[Labeled-object pointing records]
== == ==

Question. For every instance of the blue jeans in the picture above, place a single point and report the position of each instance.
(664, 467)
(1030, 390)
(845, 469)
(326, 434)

== == ==

[WORK REQUIRED]
Transcribe every line of the records above without changing a single character.

[PROBLEM SOLUTION]
Question. For every instance of the blue jeans in the picture above, place a single point and report the position of each instance.
(664, 467)
(1030, 390)
(845, 469)
(326, 434)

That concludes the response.